MATERIAL SUPPLIED:
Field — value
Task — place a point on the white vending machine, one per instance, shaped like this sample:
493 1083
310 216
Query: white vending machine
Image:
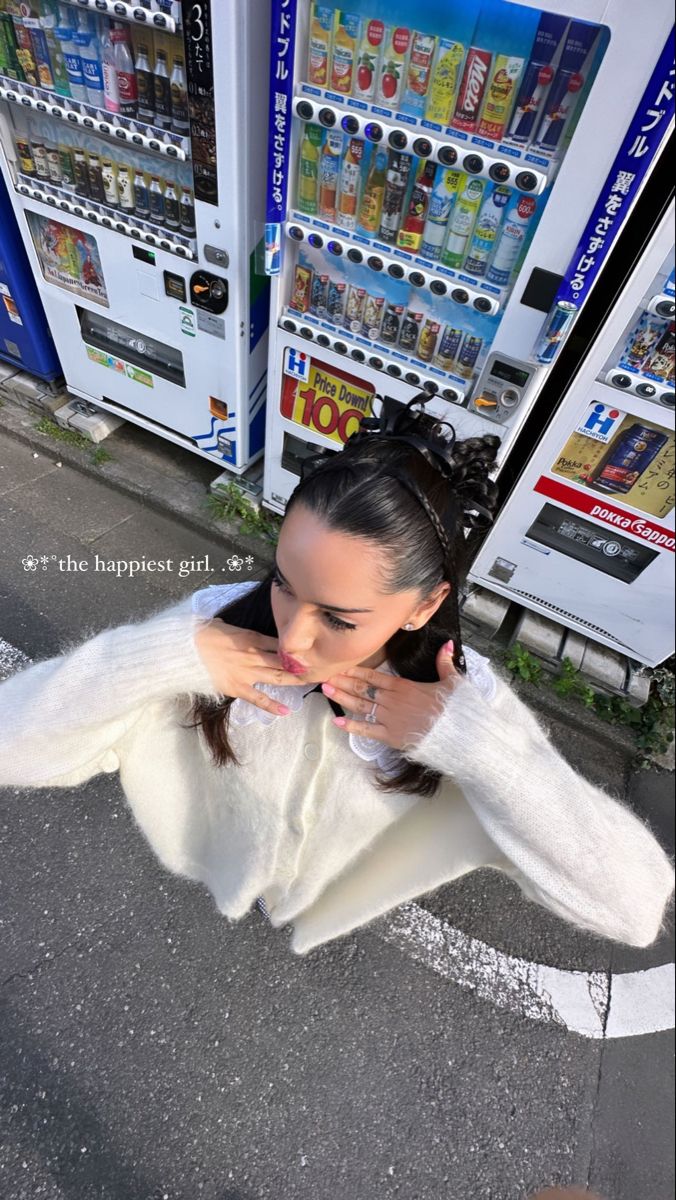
446 181
587 534
133 143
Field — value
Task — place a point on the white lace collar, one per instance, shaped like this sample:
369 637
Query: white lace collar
210 600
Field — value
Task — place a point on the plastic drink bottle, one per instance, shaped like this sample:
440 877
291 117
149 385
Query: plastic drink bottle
144 87
111 93
125 72
309 169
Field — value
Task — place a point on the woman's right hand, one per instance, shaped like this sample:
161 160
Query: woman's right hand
239 658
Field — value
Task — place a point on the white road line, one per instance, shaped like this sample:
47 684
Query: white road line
592 1005
627 1005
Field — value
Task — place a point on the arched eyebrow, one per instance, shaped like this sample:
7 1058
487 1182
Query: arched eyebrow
330 607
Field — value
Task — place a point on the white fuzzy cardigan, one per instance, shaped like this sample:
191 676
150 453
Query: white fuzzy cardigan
300 821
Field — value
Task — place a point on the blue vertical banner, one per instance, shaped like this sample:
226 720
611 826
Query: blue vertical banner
282 53
644 137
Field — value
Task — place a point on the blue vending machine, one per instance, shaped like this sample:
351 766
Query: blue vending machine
25 340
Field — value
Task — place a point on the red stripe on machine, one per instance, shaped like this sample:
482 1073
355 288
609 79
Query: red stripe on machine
610 515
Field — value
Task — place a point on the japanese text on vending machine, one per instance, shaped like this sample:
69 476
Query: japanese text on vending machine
281 94
644 136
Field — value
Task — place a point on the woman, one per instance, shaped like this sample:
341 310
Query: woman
436 769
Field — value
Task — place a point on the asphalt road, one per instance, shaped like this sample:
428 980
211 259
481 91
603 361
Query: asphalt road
150 1049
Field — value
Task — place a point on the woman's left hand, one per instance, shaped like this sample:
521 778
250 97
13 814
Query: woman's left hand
406 709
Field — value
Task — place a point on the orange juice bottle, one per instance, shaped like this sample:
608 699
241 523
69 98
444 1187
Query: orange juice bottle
346 37
321 28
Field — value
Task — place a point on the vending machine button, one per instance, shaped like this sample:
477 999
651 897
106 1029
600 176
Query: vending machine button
526 180
500 172
448 156
473 163
398 139
509 399
423 148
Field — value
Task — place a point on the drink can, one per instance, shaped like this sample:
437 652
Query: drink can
410 331
449 347
374 312
319 294
472 89
301 287
537 77
335 303
500 95
27 162
468 354
627 461
354 309
557 325
392 323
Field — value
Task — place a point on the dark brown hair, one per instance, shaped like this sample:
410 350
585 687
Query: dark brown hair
412 493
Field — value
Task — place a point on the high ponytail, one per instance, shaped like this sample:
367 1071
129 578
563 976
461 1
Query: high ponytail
418 496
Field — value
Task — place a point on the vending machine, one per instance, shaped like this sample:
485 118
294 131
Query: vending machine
135 150
446 181
25 341
587 535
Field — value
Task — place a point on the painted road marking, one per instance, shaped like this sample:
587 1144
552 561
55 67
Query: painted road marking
593 1005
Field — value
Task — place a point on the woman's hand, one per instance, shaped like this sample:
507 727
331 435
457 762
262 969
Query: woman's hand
406 709
239 658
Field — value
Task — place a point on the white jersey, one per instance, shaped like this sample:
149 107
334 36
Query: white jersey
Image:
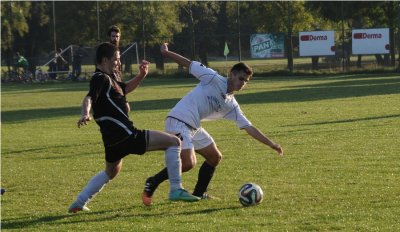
208 100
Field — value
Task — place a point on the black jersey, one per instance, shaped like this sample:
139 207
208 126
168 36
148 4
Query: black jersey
109 108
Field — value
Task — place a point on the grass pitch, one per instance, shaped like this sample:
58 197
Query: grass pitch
340 170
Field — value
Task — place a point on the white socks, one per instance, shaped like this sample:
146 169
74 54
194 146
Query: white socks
94 186
173 162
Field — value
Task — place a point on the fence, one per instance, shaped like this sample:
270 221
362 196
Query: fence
213 48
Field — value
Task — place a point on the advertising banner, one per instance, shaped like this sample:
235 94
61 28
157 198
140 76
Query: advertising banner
317 43
370 41
267 45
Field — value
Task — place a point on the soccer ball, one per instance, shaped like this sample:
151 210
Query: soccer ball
250 194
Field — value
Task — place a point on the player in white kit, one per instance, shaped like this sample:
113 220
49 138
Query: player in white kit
211 99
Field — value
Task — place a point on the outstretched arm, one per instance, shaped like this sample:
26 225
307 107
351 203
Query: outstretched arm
86 106
257 134
134 82
183 61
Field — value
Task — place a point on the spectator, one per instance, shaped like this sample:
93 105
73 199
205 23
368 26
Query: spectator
22 62
62 64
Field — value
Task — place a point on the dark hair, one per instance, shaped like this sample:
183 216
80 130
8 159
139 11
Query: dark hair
242 67
105 50
113 28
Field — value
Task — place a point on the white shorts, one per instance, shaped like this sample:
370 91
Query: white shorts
191 138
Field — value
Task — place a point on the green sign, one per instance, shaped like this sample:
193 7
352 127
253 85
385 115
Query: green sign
267 45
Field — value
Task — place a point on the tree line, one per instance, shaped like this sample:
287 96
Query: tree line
194 28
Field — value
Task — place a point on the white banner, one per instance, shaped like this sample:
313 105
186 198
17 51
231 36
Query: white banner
317 43
370 41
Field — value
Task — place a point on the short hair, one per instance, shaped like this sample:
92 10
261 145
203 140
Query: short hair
242 67
105 50
113 28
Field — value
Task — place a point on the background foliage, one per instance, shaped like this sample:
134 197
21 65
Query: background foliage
195 28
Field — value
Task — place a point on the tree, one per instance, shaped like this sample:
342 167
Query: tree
13 24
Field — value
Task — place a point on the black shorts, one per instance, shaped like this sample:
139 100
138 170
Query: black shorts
136 143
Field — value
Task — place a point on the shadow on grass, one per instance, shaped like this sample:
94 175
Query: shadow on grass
347 120
105 215
325 91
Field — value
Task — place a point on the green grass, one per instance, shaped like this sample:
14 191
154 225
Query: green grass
340 171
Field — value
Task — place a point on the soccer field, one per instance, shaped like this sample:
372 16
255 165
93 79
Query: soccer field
341 169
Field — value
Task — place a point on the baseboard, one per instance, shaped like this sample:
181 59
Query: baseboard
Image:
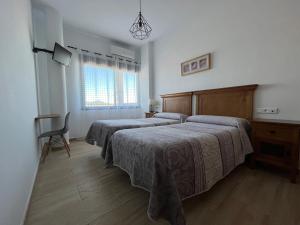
31 190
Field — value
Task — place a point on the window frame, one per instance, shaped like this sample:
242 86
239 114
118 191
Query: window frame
118 74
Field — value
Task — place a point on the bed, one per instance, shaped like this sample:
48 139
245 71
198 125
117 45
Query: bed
176 107
176 162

BRIEF:
Please copy out each line above exactly as written, but not the pictures.

RESULT OF THE TASK:
Field — value
Task — place a point on the white vending machine, one per instance, shaped like this sample:
493 1083
310 216
Query: white vending machine
Image:
446 181
587 534
133 143
Field — value
Task — place a point on the white lace collar, one per instance, shaped like this sample:
369 637
Query: white lace collar
210 600
Field — value
Task — place a point on the plastic drink bottle, one per instance, shaped like this sample:
440 877
291 117
149 385
Query: plastic drink bottle
144 87
111 93
125 72
309 169
Field — value
Task — place a point on the woman's right hand, one per instance, shaped like this sample:
161 160
Query: woman's right hand
239 658
Field — value
Task — place a point on the white road line, one per instance, shaped like this sample:
47 684
Query: white road line
592 1005
627 1005
Field — value
Task — place a point on the arched eyebrow, one per instance, shaped like this sample:
7 1058
487 1182
Query: arched eyebrow
330 607
Field — value
Task — place a point on the white fuzzy cardigan, one per instance, shaped like this sample:
191 676
150 453
Query: white fuzzy cardigan
300 821
Field — value
Task — place a point on the blue vertical banner, one per instance, shaped like this sample:
226 720
611 826
Query: blue vertical banner
282 53
644 137
Field — value
Task — place a point on the blue vending machine, one per instance, shaped like this sample:
351 766
Query: blue vending machine
25 340
Field — value
Task — place a point on the red stripe on machine, one per instance, shaped like this sample:
482 1073
355 288
609 79
Query: red stripe on machine
610 515
Field — value
Task — place a point on the japanese text on vending machine, one per instance, shaped like this sample:
69 476
Query: japanese text on vending machine
281 94
644 136
Field — value
Task — place a point on the woman, one per instance, shaped like this sample:
341 310
Query: woman
436 769
Field — value
Task — place a point on the asphalt road, one per instance, shaped like this sample:
428 980
211 259
481 91
603 361
Query: asphalt road
150 1049
Field — value
Task — place a point on the woman's left hand, one per instance, shaped like this sample:
521 778
250 97
13 814
Query: woman's left hand
406 709
Field — value
Task — place a point on the orange juice bottle, one per instance, shaped like this sample:
608 699
241 523
69 98
444 1187
Query: orange juice bottle
346 37
321 28
Field — value
Task — place a point on the vending machine button, one per instance, shaped like this sample:
477 999
651 897
106 1029
600 176
Query: vending machine button
526 180
500 172
448 156
473 163
398 139
509 399
423 148
Field — value
Task — place a point on the drink can, one per instance, shaped like this sample:
437 652
Query: drink can
410 331
449 347
374 312
319 294
472 89
301 287
537 77
335 303
500 95
27 162
468 354
627 461
354 309
557 325
392 323
Field — value
Task — place a point on the dark brown hair, one per instance, shaped like this sample:
410 350
585 687
Query: dark brown hair
412 493
Field — value
Task — place a point on the high ponytail, one per instance, shaped like this sample:
367 1071
129 578
563 976
461 1
Query: high ponytail
418 496
Field — value
Task — place a point on the vending machine, one per instance, shaped like this sample:
485 118
294 131
Query: vending machine
135 150
446 181
25 341
587 535
Field — value
Task — place a point on the painted road marking, one per instance, shaped like this sample:
587 1144
552 561
55 67
Query: painted road marking
593 1005
Field — value
Task — place a point on the woman's hand, one per instance, shaped like this sample:
507 727
331 435
457 762
262 969
Query: woman's hand
406 709
239 658
Field — value
Task — place a point on the white jersey, one per instance, shaped like this sample:
149 107
334 36
Query: white jersey
Image:
208 100
Field — value
Task — place a point on the black jersey, one per instance, shaped like this sample:
139 207
208 126
168 36
148 4
Query: black jersey
109 108
Field — value
Task — place a point on the grass pitch, one per instance, shaped like this sample:
58 197
Query: grass pitch
340 170
Field — value
Task — place a point on the white socks, one per instance, shaped like this sample:
146 169
74 54
194 146
Query: white socks
94 186
173 162
Field — value
Task — place a point on the fence, one per instance, shaped like this sample:
270 221
362 196
Query: fence
213 48
Field — value
Task — place a point on the advertising banner, one per instance, shaped like this sample:
235 94
61 28
157 198
140 76
Query: advertising banner
317 43
370 41
267 45
Field — value
Task — place a point on the soccer ball, one per instance, shaped like this sample:
151 210
Query: soccer ball
250 194
Field — value
Task — place a point on the player in white kit, one per instance, shaped like this sample:
113 220
49 138
Query: player in white kit
211 99
Field — value
Task — place a point on the outstretched arm, one per instance, shaped like this sample:
26 225
307 107
351 203
Query: outstretched arm
86 106
257 134
134 82
183 61
Field — value
Task — place a point on the spectator, one per instance, shaped like this sample:
93 105
73 199
205 23
368 26
Query: spectator
22 62
62 64
Field — value
Task — place a point on the dark hair, one per instance, shaped like this sample:
183 216
80 130
8 159
139 11
Query: dark hair
242 67
105 50
113 28
Field — value
Task — place a point on the white shorts, one per instance, shaped like this sample:
370 91
Query: white shorts
191 138
Field — value
Task — place a point on the green sign, one per instance, shaped like this sample:
193 7
352 127
253 85
385 115
Query: green sign
267 45
Field — value
Task — place a point on the tree line, one per instance, shaped like this sample:
287 96
Query: tree line
194 28
Field — value
Task — place a point on the white banner, one per instance, shaped like this sample:
313 105
186 198
17 51
231 36
Query: white banner
317 43
370 41
Field — value
Task — place a point on the short hair, one per instance, shaped like this sample:
92 10
261 145
203 140
Query: short hair
242 67
105 50
113 28
Field — value
Task — place a point on the background foliage, one per instance, shaped like this sample:
134 197
21 65
Query: background foliage
195 28
Field — value
Task — place a point on the tree, one per instance, shaped like this sample:
342 167
Query: tree
13 24
Field — value
Task — place a point on the black shorts, one per instance, shaped like this sample:
139 100
138 170
Query: black shorts
136 143
Field — value
Task — place a point on the shadow on grass, one per instance, shaped like this sample:
94 175
Query: shadow on grass
347 120
105 215
325 91
Field — value
Task — place a point on the green grass, one per instance, shaped like this sample:
14 191
154 225
Query: green grass
340 171
Field — value
Task — place a point on the soccer field, one per instance, shaped like this sample:
372 16
255 165
93 79
Query: soccer field
341 169
Field — value
Task — place a point on the baseboard, one per instance, shaped like this sample:
181 59
Query: baseboard
Image:
31 190
Field — value
Task — place a point on the window frame, one per instance, shaped like this sample:
242 86
239 114
118 191
Query: window frame
118 74
Field — value
Task — place a point on the bed, one per instance, shaped like this sample:
48 139
245 71
198 125
117 45
Query: bed
176 107
176 162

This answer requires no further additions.